### Written task
Rewrite all the records below, replacing every "Query" with "Search" and leaving everything else as it is. Omit the pictures.

### Exercise inputs
· · · ·

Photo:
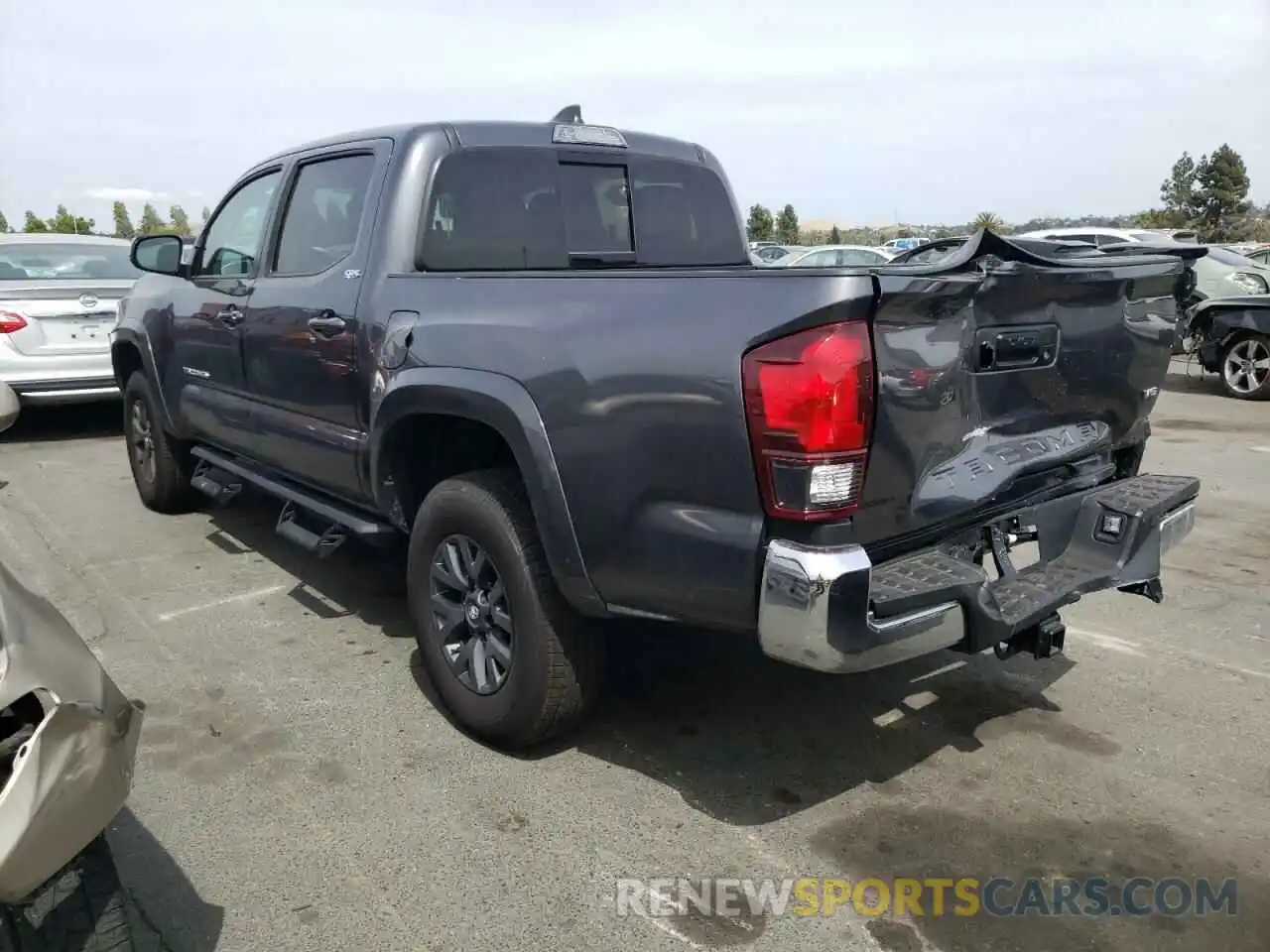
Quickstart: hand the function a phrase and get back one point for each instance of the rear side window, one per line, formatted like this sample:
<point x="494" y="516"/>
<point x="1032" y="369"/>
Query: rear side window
<point x="318" y="229"/>
<point x="535" y="208"/>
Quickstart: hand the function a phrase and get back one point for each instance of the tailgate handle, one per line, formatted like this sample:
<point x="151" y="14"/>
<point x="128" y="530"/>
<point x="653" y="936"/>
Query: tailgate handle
<point x="1015" y="348"/>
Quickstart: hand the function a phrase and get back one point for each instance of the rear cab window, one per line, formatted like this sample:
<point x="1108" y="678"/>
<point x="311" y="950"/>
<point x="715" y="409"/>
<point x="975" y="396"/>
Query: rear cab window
<point x="547" y="208"/>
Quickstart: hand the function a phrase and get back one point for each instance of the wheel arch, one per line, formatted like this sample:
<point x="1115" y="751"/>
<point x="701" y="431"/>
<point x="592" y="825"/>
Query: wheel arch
<point x="130" y="352"/>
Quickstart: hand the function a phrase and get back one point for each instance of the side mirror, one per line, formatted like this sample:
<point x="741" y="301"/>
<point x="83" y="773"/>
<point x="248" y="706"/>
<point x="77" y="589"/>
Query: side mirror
<point x="159" y="254"/>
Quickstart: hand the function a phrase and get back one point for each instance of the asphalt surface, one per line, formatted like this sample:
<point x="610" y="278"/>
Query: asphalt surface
<point x="299" y="789"/>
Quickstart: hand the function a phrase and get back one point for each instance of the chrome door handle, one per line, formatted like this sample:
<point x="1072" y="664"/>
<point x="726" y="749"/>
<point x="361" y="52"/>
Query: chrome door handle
<point x="327" y="325"/>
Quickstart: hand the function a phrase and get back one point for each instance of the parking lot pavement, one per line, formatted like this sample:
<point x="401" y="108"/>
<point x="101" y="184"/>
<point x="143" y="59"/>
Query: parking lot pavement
<point x="298" y="789"/>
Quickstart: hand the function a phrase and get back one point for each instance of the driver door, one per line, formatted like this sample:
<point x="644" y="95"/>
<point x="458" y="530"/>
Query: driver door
<point x="203" y="372"/>
<point x="303" y="338"/>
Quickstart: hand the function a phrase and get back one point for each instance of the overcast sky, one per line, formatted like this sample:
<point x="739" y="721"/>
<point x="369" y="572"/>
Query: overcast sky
<point x="849" y="109"/>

· · · ·

### Response
Photo:
Quickstart: hand the function a phrase and get back one point for each instance of the rear side window, one per line, formatted like this sample:
<point x="494" y="516"/>
<point x="1032" y="369"/>
Search: rear side window
<point x="318" y="229"/>
<point x="535" y="208"/>
Quickstart: hand the function a phrase and get back one point for each instance of the tailgate handle, one per line, formatted like this sample:
<point x="151" y="14"/>
<point x="128" y="530"/>
<point x="653" y="936"/>
Search: tailgate handle
<point x="1015" y="348"/>
Quickstart: hand the function a phrase and get back one point for each instance of the rear cab window, one per line, formatted like this sample:
<point x="1108" y="678"/>
<point x="311" y="950"/>
<point x="715" y="409"/>
<point x="975" y="396"/>
Search: rear cab window
<point x="547" y="208"/>
Quickstart: hand the function a phrase and get back one point for each instance of the wheel arch, one per line, formatted like this sample:
<point x="1115" y="751"/>
<point x="701" y="431"/>
<point x="592" y="825"/>
Search: wheel arch
<point x="130" y="352"/>
Quickstart: hand the function a phrase and get back one point for each instance of the side mirror, one per line, formatted like this sample:
<point x="741" y="301"/>
<point x="83" y="773"/>
<point x="248" y="706"/>
<point x="77" y="589"/>
Search: side mirror
<point x="159" y="254"/>
Quickstart: hand the function a phrase and get back one point for each instance of the asphalt surface, one per line, formatted like this sample:
<point x="610" y="278"/>
Search: asphalt surface
<point x="299" y="789"/>
Quickstart: hand the function a phrase and get back one point for each instance of the chrome door handle, one per line, formatted like this sample:
<point x="1072" y="664"/>
<point x="726" y="749"/>
<point x="361" y="52"/>
Search: chrome door handle
<point x="327" y="325"/>
Quickstart: hand the function a phrase and get back one point for each instance of the parking lot pavement, one per line, formatted like this sample:
<point x="401" y="108"/>
<point x="101" y="184"/>
<point x="143" y="59"/>
Search: parking lot pavement
<point x="298" y="789"/>
Quickstart: hand the function a phrase and get back one point for each instance of the driver door, one per line, formatted like this sample:
<point x="644" y="95"/>
<point x="458" y="530"/>
Search: driver door
<point x="203" y="372"/>
<point x="303" y="338"/>
Quickstart: hand the function a phrase and get back one point for each instance of the overcast sky, one per line, formatted like this sample:
<point x="739" y="721"/>
<point x="369" y="572"/>
Search: overcast sky
<point x="849" y="109"/>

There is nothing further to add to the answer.